Supplied passage >>

Top of the Lake is a Jane-Campion back-woods fever-dream that pulls together the hypnosis and dread of Deliverance with the static, beautiful creep of David Lynch at his best (not just one of his movies, but all of them in different modes and variations). Campion directed The Piano and Portrait of a Lady, among other movies, but Top of the Lake is a sprawling, crazy, pretentious and gorgeous mini-series (that first appeared on Sundance Channel, and is available On Demand and on Netflix now) that feels like a huge novel, or better yet an encyclopedia of sexual politics, abuse, power, and powerlessness.

Stored dataset items >>
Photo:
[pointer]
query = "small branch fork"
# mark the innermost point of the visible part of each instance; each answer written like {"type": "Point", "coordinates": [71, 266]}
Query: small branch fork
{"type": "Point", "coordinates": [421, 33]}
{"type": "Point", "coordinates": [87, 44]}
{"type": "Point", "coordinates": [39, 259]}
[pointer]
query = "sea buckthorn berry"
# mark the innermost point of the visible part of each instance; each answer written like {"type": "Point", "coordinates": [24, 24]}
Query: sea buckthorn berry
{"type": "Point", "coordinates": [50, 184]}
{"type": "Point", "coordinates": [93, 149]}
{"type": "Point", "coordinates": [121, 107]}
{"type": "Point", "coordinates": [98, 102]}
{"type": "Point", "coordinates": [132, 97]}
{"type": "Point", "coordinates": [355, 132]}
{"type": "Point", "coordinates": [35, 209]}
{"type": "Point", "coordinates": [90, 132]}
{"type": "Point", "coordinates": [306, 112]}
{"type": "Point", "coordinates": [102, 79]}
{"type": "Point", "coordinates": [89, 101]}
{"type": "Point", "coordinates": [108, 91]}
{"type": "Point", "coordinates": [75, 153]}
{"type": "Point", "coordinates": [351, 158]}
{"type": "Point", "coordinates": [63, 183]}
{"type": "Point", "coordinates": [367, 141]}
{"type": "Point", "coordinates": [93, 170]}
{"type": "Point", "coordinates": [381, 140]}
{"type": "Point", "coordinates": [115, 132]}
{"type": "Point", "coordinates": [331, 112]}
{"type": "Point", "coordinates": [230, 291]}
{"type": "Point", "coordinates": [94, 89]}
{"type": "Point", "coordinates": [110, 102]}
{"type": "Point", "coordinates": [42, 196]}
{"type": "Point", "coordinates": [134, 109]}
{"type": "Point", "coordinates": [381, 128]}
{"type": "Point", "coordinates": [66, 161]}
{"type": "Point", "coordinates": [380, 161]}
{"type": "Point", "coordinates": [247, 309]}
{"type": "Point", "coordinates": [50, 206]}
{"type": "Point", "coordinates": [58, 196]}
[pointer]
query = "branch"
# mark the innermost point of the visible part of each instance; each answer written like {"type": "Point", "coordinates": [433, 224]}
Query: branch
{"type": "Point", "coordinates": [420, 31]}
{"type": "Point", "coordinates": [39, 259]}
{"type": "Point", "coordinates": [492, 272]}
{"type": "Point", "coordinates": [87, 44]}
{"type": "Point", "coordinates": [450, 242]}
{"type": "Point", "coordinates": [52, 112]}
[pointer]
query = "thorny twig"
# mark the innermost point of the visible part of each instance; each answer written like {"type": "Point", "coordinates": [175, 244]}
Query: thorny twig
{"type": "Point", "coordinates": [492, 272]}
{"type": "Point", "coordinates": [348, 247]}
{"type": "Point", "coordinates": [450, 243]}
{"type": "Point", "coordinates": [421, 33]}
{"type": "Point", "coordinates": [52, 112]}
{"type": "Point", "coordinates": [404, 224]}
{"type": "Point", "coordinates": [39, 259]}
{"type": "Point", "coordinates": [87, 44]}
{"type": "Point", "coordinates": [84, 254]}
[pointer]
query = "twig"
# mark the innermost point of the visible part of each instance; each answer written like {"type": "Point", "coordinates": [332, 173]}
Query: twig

Complete the following >>
1. In the Top of the Lake passage, which channel first aired the mini-series?
2. Duplicate the Top of the Lake passage from "Top of the Lake is a Jane-Campion" to "power, and powerlessness.".
3. Pick up the Top of the Lake passage after its last sentence and keep writing.

Answers by item >>
1. Sundance Channel

2.
Top of the Lake is a Jane-Campion back-woods fever-dream that pulls together the hypnosis and dread of Deliverance with the static, beautiful creep of David Lynch at his best (not just one of his movies, but all of them in different modes and variations). Campion directed The Piano and Portrait of a Lady, among other movies, but Top of the Lake is a sprawling, crazy, pretentious and gorgeous mini-series (that first appeared on Sundance Channel, and is available On Demand and on Netflix now) that feels like a huge novel, or better yet an encyclopedia of sexual politics, abuse, power, and powerlessness.

3.
Every scene in this thing is a composite of two forces (usually innocence versus meanness, in the guise of female and male) smelling one another out until some horrible repercussions are conjured and dramatized. All of these scenes take place in a setting that is glamorously rural, menacingly prehistoric: a haunted New Zealand so beautiful you could swear it's CGI, but then when you look closer you can almost feel it's not. Elizabeth Moss plays Robin, a police detective with enough skeletons in her closet to warrant a museum. Her face has a glum, half-crazy bluntness to it that seems to mimic the very atmosphere, and Moss' New-Zealand accent is impeccable, but even better than vocal verisimilitude is the way her acting buttresses the strangeness Campion creates. Robin is pulled into an investigation of a pregnant 12-year-old girl, whose father turns out to be a tyrant whose horrors are commonplace and petty, the signature of a tortured soul. Peter Mullan plays the son of a bitch with a menace and a mundanity that allows you to glimpse the cowardly core of his soul and somehow feel completely connected to it. He is the king of a world made up of gigantic whispering trees and ice-cold lakes the color of concussions, but he isn't comfortable with his power. He seems terrified of it. Against that dynamic, Campion gives us a camp of sadly lost ladies sleeping in box-cars next to mountains, shepherded by Holly Hunter's granny-haired ex-hippie. The women are all examples of different kinds of abuse and neglect (both self-imposed and not), and they all wander around the camp like Diane Arbus subjects in search of whatever they think will get them through life.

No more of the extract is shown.